YOUR TASK:
Write out the line with "of the montreal" and every later line through the end of the data below, exactly as given, with no pictures in the copy.

## start INPUT ROWS

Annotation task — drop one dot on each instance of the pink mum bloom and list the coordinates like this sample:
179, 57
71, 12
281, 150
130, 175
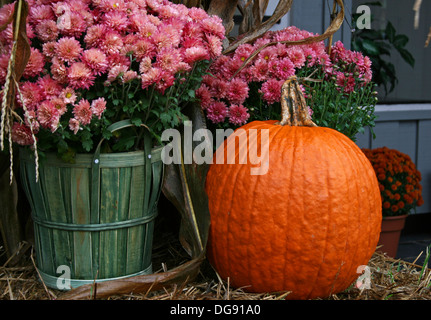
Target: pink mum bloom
49, 49
238, 91
116, 72
271, 90
195, 54
74, 125
145, 65
296, 55
32, 94
204, 95
168, 59
47, 30
166, 80
49, 87
82, 112
59, 104
214, 46
21, 134
214, 25
283, 68
80, 76
35, 64
238, 114
217, 111
48, 116
94, 35
59, 70
98, 106
116, 20
166, 36
259, 70
68, 95
112, 42
39, 13
68, 49
150, 77
96, 60
130, 75
143, 48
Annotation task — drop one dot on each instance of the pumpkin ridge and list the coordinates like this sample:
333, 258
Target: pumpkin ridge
348, 148
328, 209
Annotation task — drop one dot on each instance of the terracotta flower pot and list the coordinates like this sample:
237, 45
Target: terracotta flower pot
390, 234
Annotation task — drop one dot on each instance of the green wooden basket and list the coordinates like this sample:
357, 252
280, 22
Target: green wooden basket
93, 219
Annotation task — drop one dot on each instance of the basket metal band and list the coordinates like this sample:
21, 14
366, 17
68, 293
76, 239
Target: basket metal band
95, 227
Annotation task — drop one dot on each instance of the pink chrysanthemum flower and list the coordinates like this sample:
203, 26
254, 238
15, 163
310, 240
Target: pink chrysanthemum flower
59, 104
68, 95
112, 43
31, 122
96, 60
143, 48
68, 49
214, 26
39, 13
59, 71
168, 59
204, 95
32, 94
35, 64
82, 112
150, 77
74, 125
215, 46
47, 30
195, 54
145, 65
238, 114
219, 88
130, 75
197, 14
49, 49
238, 91
48, 116
95, 35
217, 111
296, 55
271, 90
78, 25
80, 76
259, 70
21, 134
116, 72
98, 106
166, 36
49, 87
116, 20
166, 80
284, 68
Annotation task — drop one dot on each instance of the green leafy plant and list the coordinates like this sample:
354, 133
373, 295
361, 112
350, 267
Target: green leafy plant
378, 46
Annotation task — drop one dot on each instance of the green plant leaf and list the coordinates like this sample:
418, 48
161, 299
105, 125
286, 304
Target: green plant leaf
407, 56
370, 47
400, 41
390, 32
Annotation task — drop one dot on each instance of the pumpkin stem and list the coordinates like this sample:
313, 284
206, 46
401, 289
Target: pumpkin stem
294, 110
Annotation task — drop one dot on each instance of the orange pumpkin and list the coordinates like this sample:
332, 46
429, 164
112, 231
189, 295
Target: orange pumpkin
305, 226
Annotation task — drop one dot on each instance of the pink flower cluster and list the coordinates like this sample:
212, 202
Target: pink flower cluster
349, 67
77, 43
223, 96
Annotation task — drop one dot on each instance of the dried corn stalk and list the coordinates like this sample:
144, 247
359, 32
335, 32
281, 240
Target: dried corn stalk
17, 62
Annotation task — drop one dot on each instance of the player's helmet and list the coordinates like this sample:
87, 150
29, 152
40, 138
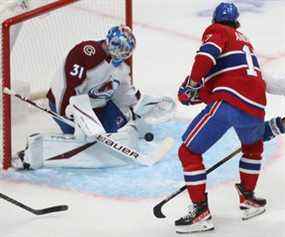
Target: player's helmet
226, 12
120, 42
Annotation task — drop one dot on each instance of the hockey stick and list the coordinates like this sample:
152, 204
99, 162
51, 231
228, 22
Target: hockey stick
108, 142
32, 210
73, 152
157, 210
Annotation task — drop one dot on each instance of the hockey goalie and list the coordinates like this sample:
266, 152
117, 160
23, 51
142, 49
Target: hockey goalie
102, 116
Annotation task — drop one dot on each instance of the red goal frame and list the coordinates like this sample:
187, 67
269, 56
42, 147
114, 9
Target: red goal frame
6, 65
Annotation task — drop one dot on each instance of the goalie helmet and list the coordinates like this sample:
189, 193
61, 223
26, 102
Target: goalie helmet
226, 12
120, 42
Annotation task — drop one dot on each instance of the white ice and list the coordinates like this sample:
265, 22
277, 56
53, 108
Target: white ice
168, 35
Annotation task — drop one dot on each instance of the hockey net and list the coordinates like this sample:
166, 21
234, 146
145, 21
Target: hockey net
35, 42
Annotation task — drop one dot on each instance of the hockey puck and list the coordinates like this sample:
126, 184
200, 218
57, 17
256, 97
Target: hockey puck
148, 137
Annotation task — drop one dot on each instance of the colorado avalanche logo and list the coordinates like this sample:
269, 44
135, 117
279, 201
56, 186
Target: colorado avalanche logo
89, 50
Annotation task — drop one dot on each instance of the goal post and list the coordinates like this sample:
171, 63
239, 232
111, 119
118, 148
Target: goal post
47, 34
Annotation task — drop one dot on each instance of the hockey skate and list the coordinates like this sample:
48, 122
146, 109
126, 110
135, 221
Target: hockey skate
18, 161
197, 220
250, 205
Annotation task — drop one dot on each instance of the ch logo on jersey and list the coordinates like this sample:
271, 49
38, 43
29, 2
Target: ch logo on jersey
89, 50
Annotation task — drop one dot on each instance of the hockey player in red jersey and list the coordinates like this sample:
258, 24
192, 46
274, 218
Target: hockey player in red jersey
98, 69
226, 76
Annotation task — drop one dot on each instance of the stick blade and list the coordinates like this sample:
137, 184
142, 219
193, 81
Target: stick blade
157, 211
51, 210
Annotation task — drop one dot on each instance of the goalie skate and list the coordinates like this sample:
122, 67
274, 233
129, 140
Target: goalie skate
249, 204
198, 219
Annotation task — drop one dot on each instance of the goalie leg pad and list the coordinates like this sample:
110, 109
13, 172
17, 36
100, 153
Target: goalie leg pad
32, 156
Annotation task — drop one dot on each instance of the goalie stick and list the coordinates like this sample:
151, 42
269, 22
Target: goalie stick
106, 141
32, 210
157, 210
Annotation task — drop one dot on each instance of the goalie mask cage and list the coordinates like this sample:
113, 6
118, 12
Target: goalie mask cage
30, 57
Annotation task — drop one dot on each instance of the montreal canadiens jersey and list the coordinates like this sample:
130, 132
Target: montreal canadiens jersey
229, 67
86, 66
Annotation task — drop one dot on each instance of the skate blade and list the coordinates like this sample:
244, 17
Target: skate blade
201, 226
252, 212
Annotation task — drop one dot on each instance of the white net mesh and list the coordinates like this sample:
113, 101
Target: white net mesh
40, 45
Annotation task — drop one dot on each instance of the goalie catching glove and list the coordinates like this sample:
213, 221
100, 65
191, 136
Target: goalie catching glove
189, 94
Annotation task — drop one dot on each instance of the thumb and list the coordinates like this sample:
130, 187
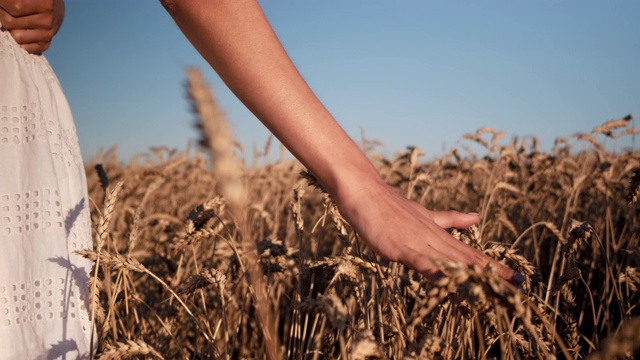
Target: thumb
454, 219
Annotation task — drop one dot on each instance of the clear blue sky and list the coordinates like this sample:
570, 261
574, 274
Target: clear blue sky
409, 72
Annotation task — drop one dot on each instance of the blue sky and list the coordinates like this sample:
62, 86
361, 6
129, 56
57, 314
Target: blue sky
409, 72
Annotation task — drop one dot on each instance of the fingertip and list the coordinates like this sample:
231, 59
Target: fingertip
517, 278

## end INPUT ROWS

FINAL ANSWER:
Annotation task — drop one dot on each instance of the montreal canadiens jersey and list the coordinates like this sample:
130, 132
Target: montreal canadiens jersey
229, 67
86, 66
Annotation task — drop one dot on each instance of the skate blade and list the coordinates like this sample:
244, 17
Target: skate blade
201, 226
252, 212
Annotation task — drop one dot on each instance of the white net mesh and list the coordinates like this sample:
113, 101
Target: white net mesh
40, 45
Annotation task — drop one dot on each instance of the goalie catching glove and list the coordinates like this sample:
213, 221
100, 65
191, 136
Target: goalie catching glove
189, 94
Annotation task — drop one dot on each instance of the thumb and list the coordinates like this sample:
130, 187
Target: thumb
454, 219
Annotation task — drop one dot on each instance of the clear blue sky and list the coordinates like this sample:
570, 261
574, 274
Target: clear blue sky
409, 72
Annotation task — drop one dot on each instance of the blue sky and list the coordinates like this sample:
62, 86
361, 6
129, 56
57, 314
Target: blue sky
409, 72
Annotation task — drop one dot on each instance of the fingertip and list the coordinates like this sample:
231, 59
Target: fingertip
517, 278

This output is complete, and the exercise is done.